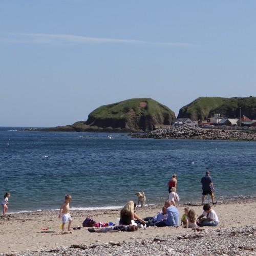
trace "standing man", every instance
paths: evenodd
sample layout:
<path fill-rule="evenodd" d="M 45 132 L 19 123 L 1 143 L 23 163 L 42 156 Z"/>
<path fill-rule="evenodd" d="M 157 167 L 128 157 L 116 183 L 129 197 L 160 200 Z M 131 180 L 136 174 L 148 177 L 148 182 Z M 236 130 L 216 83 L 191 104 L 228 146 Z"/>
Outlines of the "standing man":
<path fill-rule="evenodd" d="M 204 198 L 206 195 L 210 195 L 211 198 L 211 201 L 214 204 L 216 204 L 218 202 L 214 202 L 214 183 L 211 181 L 211 177 L 210 176 L 210 172 L 207 170 L 206 175 L 201 179 L 201 184 L 202 184 L 202 189 L 203 193 L 202 196 L 202 205 L 204 205 Z"/>

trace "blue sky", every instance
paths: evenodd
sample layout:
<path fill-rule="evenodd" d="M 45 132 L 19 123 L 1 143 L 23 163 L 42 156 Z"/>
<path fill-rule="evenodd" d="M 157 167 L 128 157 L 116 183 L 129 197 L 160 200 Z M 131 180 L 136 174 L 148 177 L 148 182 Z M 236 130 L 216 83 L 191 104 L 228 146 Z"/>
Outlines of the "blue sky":
<path fill-rule="evenodd" d="M 256 1 L 0 1 L 0 126 L 150 97 L 256 96 Z"/>

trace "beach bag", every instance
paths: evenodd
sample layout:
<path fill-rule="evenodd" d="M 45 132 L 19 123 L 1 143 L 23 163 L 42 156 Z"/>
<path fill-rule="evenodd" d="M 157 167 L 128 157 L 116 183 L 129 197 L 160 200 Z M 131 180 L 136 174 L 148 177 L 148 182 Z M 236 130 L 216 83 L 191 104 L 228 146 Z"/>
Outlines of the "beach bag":
<path fill-rule="evenodd" d="M 83 227 L 94 227 L 95 225 L 95 222 L 90 219 L 91 216 L 88 216 L 82 223 Z"/>

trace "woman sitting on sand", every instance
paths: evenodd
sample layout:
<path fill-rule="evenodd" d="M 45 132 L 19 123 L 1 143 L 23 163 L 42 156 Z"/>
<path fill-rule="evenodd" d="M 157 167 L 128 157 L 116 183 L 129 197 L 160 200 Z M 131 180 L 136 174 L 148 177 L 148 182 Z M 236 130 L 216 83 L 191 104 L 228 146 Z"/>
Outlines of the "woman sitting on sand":
<path fill-rule="evenodd" d="M 121 225 L 130 225 L 132 224 L 132 220 L 137 220 L 141 221 L 143 224 L 145 222 L 139 217 L 134 211 L 136 204 L 133 201 L 129 201 L 123 206 L 120 212 L 119 223 Z"/>

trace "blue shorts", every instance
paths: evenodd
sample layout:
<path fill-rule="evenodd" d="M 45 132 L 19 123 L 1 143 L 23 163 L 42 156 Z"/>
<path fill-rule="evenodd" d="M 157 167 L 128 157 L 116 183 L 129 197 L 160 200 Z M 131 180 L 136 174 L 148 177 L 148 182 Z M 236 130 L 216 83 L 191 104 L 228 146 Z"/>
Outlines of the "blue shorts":
<path fill-rule="evenodd" d="M 206 195 L 210 195 L 211 196 L 211 194 L 212 194 L 212 190 L 211 189 L 208 190 L 203 190 L 203 193 L 202 193 L 202 195 L 204 195 L 204 196 L 206 196 Z"/>

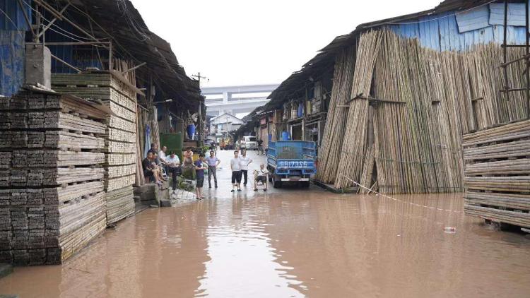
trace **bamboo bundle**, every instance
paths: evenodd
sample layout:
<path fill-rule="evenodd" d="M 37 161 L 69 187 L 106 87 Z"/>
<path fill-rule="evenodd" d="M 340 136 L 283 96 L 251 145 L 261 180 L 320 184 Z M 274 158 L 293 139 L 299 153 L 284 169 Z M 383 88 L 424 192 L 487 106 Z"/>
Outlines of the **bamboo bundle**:
<path fill-rule="evenodd" d="M 370 31 L 361 35 L 357 51 L 352 97 L 369 96 L 376 58 L 379 54 L 382 34 Z M 366 153 L 366 132 L 368 101 L 363 99 L 351 100 L 346 118 L 343 141 L 336 171 L 335 187 L 341 189 L 353 185 L 348 178 L 359 181 L 363 171 L 363 161 Z"/>
<path fill-rule="evenodd" d="M 351 98 L 354 53 L 353 47 L 343 49 L 335 61 L 334 84 L 315 177 L 324 183 L 334 183 L 336 176 L 347 114 L 347 111 L 341 106 L 346 105 Z"/>
<path fill-rule="evenodd" d="M 464 160 L 480 159 L 481 155 L 488 158 L 528 155 L 527 147 L 515 148 L 527 146 L 520 138 L 530 136 L 519 124 L 519 130 L 511 135 L 499 132 L 500 136 L 494 138 L 497 142 L 519 138 L 518 143 L 470 148 L 467 157 L 461 157 L 464 134 L 525 117 L 523 92 L 509 96 L 499 93 L 505 85 L 524 85 L 519 71 L 522 61 L 510 67 L 505 81 L 499 68 L 502 49 L 495 44 L 462 53 L 437 52 L 423 48 L 417 40 L 405 40 L 391 32 L 379 34 L 382 44 L 379 54 L 374 54 L 377 52 L 374 49 L 367 54 L 363 42 L 357 47 L 353 84 L 357 89 L 352 90 L 351 97 L 363 93 L 364 98 L 350 102 L 347 121 L 341 114 L 343 111 L 337 107 L 344 105 L 337 97 L 343 85 L 344 57 L 336 58 L 335 93 L 332 92 L 319 151 L 317 179 L 334 182 L 339 189 L 351 186 L 351 180 L 370 186 L 367 184 L 373 182 L 375 164 L 375 182 L 383 192 L 454 191 L 463 189 Z M 515 59 L 523 54 L 523 49 L 510 53 L 509 59 Z M 374 59 L 372 81 L 370 65 Z M 367 101 L 369 96 L 375 98 Z M 341 149 L 336 150 L 336 145 Z"/>
<path fill-rule="evenodd" d="M 464 136 L 466 214 L 530 227 L 529 132 L 525 120 Z"/>

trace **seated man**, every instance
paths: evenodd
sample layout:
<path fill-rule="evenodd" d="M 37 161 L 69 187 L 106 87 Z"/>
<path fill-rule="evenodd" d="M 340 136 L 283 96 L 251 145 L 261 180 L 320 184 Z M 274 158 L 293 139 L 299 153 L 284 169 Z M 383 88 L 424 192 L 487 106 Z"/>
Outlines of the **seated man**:
<path fill-rule="evenodd" d="M 167 150 L 167 147 L 162 146 L 162 150 L 160 150 L 158 152 L 158 161 L 165 167 L 166 167 L 166 165 L 167 163 L 167 162 L 165 160 L 167 158 L 166 155 L 165 155 L 165 151 Z"/>
<path fill-rule="evenodd" d="M 165 162 L 167 169 L 167 174 L 171 174 L 172 187 L 173 191 L 177 189 L 177 176 L 180 176 L 182 170 L 180 169 L 180 160 L 174 152 L 171 151 L 170 155 L 165 157 Z"/>
<path fill-rule="evenodd" d="M 147 153 L 147 157 L 142 162 L 142 167 L 143 167 L 143 176 L 146 180 L 149 180 L 150 181 L 154 180 L 157 184 L 162 184 L 160 170 L 156 167 L 154 155 L 152 152 Z"/>
<path fill-rule="evenodd" d="M 267 170 L 267 169 L 265 168 L 265 165 L 264 164 L 259 165 L 259 169 L 257 169 L 254 171 L 254 191 L 258 191 L 258 183 L 261 182 L 264 185 L 264 191 L 267 191 L 267 176 L 269 175 L 269 172 Z"/>

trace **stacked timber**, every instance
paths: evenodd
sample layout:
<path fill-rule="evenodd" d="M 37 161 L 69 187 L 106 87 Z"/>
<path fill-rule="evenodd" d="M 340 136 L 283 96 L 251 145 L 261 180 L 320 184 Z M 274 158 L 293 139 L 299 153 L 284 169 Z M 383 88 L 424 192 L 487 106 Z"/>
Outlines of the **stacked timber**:
<path fill-rule="evenodd" d="M 464 212 L 530 228 L 530 120 L 464 136 Z"/>
<path fill-rule="evenodd" d="M 103 232 L 107 113 L 27 90 L 0 104 L 0 263 L 57 264 Z"/>
<path fill-rule="evenodd" d="M 112 112 L 105 135 L 107 221 L 116 222 L 134 212 L 131 186 L 136 174 L 136 92 L 109 72 L 54 73 L 54 90 L 102 102 Z"/>

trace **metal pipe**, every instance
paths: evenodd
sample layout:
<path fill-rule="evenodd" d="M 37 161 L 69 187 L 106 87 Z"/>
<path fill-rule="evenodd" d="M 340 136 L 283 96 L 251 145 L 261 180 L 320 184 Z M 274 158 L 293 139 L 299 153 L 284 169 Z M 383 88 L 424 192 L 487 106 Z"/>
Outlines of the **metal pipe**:
<path fill-rule="evenodd" d="M 30 45 L 41 45 L 42 42 L 26 42 Z M 90 45 L 90 44 L 110 44 L 110 42 L 46 42 L 46 45 Z"/>
<path fill-rule="evenodd" d="M 65 5 L 64 7 L 63 7 L 63 9 L 61 9 L 61 11 L 59 11 L 59 13 L 61 13 L 61 16 L 62 16 L 62 14 L 64 12 L 64 11 L 66 11 L 66 8 L 68 8 L 68 6 L 70 6 L 70 2 L 67 3 L 66 5 Z M 42 35 L 43 34 L 45 34 L 45 32 L 46 32 L 46 30 L 48 30 L 48 29 L 49 29 L 49 28 L 52 27 L 52 25 L 53 25 L 54 23 L 55 23 L 55 21 L 57 20 L 57 18 L 54 18 L 54 19 L 52 20 L 48 25 L 47 25 L 44 28 L 42 28 L 42 31 L 41 31 L 40 33 L 39 33 L 38 35 L 37 35 L 37 38 L 40 37 L 41 35 Z"/>
<path fill-rule="evenodd" d="M 47 11 L 49 11 L 50 13 L 54 15 L 54 17 L 63 20 L 63 17 L 59 13 L 59 11 L 56 11 L 55 8 L 50 6 L 46 1 L 42 1 L 40 0 L 34 0 L 35 3 L 44 7 Z"/>
<path fill-rule="evenodd" d="M 109 70 L 112 69 L 112 42 L 109 44 Z"/>
<path fill-rule="evenodd" d="M 82 28 L 79 27 L 77 24 L 76 24 L 75 23 L 72 22 L 71 20 L 69 20 L 68 18 L 64 18 L 62 16 L 59 16 L 59 11 L 56 11 L 52 7 L 49 6 L 48 4 L 44 5 L 45 4 L 43 2 L 42 2 L 42 1 L 40 1 L 40 0 L 35 0 L 35 3 L 37 3 L 37 4 L 40 4 L 47 11 L 49 11 L 52 14 L 53 14 L 56 18 L 59 18 L 61 20 L 64 20 L 65 22 L 66 22 L 69 24 L 71 25 L 72 26 L 73 26 L 74 28 L 78 30 L 79 31 L 81 31 L 83 34 L 86 35 L 86 36 L 92 38 L 94 40 L 100 41 L 100 40 L 98 40 L 98 38 L 95 38 L 95 37 L 92 36 L 92 35 L 90 35 L 88 32 L 85 31 L 84 29 L 83 29 Z"/>
<path fill-rule="evenodd" d="M 125 73 L 128 73 L 128 72 L 129 72 L 129 71 L 134 71 L 134 70 L 135 70 L 135 69 L 136 69 L 136 68 L 140 68 L 140 67 L 141 67 L 141 66 L 144 66 L 144 65 L 146 65 L 146 64 L 147 64 L 147 62 L 143 62 L 143 63 L 141 63 L 141 64 L 138 64 L 138 65 L 136 65 L 136 66 L 134 66 L 134 67 L 131 67 L 131 68 L 130 68 L 127 69 L 127 70 L 126 70 L 126 71 L 122 71 L 122 74 L 125 74 Z"/>
<path fill-rule="evenodd" d="M 53 54 L 50 54 L 50 55 L 52 56 L 52 58 L 54 58 L 54 59 L 57 59 L 57 60 L 58 61 L 59 61 L 59 62 L 61 62 L 61 63 L 64 64 L 64 65 L 66 65 L 66 66 L 69 66 L 69 67 L 70 67 L 71 68 L 72 68 L 72 69 L 74 69 L 74 70 L 76 70 L 76 71 L 77 71 L 78 73 L 81 73 L 81 72 L 83 72 L 83 71 L 81 71 L 81 69 L 79 69 L 79 68 L 78 68 L 77 67 L 76 67 L 76 66 L 73 66 L 73 65 L 70 64 L 69 63 L 68 63 L 68 62 L 66 62 L 66 61 L 64 61 L 64 60 L 61 59 L 61 58 L 59 58 L 58 56 L 57 56 L 54 55 Z"/>
<path fill-rule="evenodd" d="M 28 26 L 30 28 L 30 30 L 31 30 L 31 34 L 33 35 L 33 37 L 35 36 L 35 30 L 33 30 L 33 26 L 31 25 L 31 21 L 30 20 L 30 18 L 28 17 L 28 13 L 25 12 L 25 9 L 24 8 L 24 6 L 22 4 L 22 0 L 18 0 L 18 5 L 20 6 L 20 10 L 22 11 L 22 13 L 24 14 L 24 18 L 25 19 L 25 23 L 28 24 Z"/>

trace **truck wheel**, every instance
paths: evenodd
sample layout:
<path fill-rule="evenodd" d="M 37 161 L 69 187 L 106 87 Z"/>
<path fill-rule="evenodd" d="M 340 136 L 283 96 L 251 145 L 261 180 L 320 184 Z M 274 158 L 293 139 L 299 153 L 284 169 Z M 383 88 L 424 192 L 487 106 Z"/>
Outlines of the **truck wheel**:
<path fill-rule="evenodd" d="M 281 188 L 281 181 L 278 181 L 278 180 L 273 179 L 273 180 L 272 180 L 272 187 L 273 187 L 275 189 L 280 189 L 280 188 Z"/>
<path fill-rule="evenodd" d="M 303 189 L 307 189 L 309 188 L 310 182 L 308 181 L 300 181 L 300 186 Z"/>

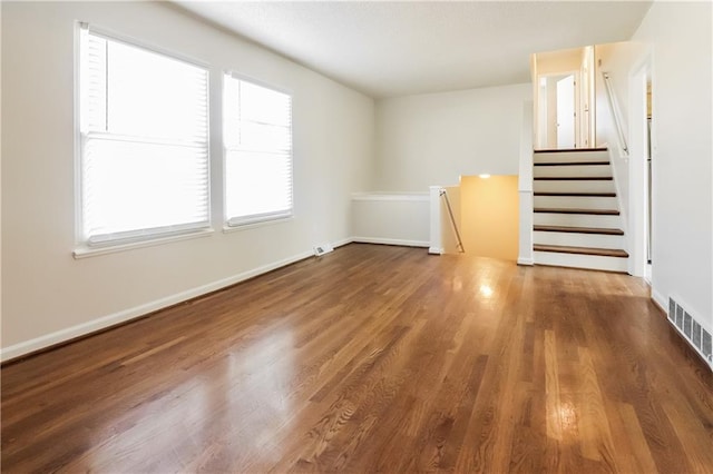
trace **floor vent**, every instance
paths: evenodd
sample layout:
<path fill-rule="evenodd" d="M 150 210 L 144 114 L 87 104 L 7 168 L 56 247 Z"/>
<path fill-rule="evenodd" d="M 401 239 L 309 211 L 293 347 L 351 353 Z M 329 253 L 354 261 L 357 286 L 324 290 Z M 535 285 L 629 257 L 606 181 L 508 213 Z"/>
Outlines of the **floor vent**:
<path fill-rule="evenodd" d="M 668 322 L 678 329 L 688 343 L 703 356 L 713 369 L 713 338 L 711 333 L 673 298 L 668 298 Z"/>

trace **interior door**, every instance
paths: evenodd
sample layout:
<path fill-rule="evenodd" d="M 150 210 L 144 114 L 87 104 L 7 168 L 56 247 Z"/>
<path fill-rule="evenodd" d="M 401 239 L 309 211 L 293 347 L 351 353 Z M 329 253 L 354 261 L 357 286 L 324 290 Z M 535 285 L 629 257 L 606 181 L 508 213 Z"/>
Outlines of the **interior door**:
<path fill-rule="evenodd" d="M 557 81 L 557 148 L 575 148 L 575 76 Z"/>

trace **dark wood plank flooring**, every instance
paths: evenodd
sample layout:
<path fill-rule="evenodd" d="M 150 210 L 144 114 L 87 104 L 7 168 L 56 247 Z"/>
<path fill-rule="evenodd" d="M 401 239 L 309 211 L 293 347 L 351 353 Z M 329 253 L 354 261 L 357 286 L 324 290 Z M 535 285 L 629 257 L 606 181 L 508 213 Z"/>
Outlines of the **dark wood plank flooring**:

→ **Problem**
Update the listing from its opening line through the line containing "83 227 L 94" so that "every instance" is replaced by "all instances" and nothing else changes. Leave the pictures out of the rewritten lines.

→ **Complete answer**
trace "standing man", all instances
paths: evenodd
sample layout:
<path fill-rule="evenodd" d="M 45 132 L 19 123 L 1 143 L 23 163 L 42 156 Z"/>
<path fill-rule="evenodd" d="M 157 167 L 128 157 L 116 183 L 129 197 L 160 200 Z M 131 180 L 136 174 L 148 177 L 148 182 Z M 236 130 L 216 83 L 191 104 L 228 146 Z"/>
Outlines of the "standing man":
<path fill-rule="evenodd" d="M 204 198 L 206 195 L 210 195 L 211 198 L 211 201 L 214 204 L 216 204 L 218 202 L 214 202 L 214 183 L 211 181 L 211 177 L 210 176 L 210 172 L 207 170 L 206 175 L 201 179 L 201 184 L 202 184 L 202 189 L 203 193 L 202 196 L 202 205 L 204 205 Z"/>

trace "blue sky", all instances
paths: evenodd
sample layout:
<path fill-rule="evenodd" d="M 45 132 L 19 123 L 1 143 L 23 163 L 42 156 Z"/>
<path fill-rule="evenodd" d="M 157 167 L 128 157 L 116 183 L 129 197 L 160 200 Z M 131 180 L 136 174 L 148 177 L 148 182 Z M 236 130 L 216 83 L 191 104 L 228 146 Z"/>
Outlines of the "blue sky":
<path fill-rule="evenodd" d="M 256 1 L 0 1 L 0 126 L 150 97 L 256 96 Z"/>

trace "beach bag", all instances
paths: evenodd
sample layout:
<path fill-rule="evenodd" d="M 45 132 L 19 123 L 1 143 L 23 163 L 42 156 Z"/>
<path fill-rule="evenodd" d="M 157 167 L 128 157 L 116 183 L 129 197 L 160 200 Z M 131 180 L 136 174 L 148 177 L 148 182 Z M 236 130 L 216 83 L 191 104 L 228 146 Z"/>
Outlines of the "beach bag":
<path fill-rule="evenodd" d="M 83 227 L 94 227 L 95 225 L 95 222 L 90 219 L 91 216 L 88 216 L 82 223 Z"/>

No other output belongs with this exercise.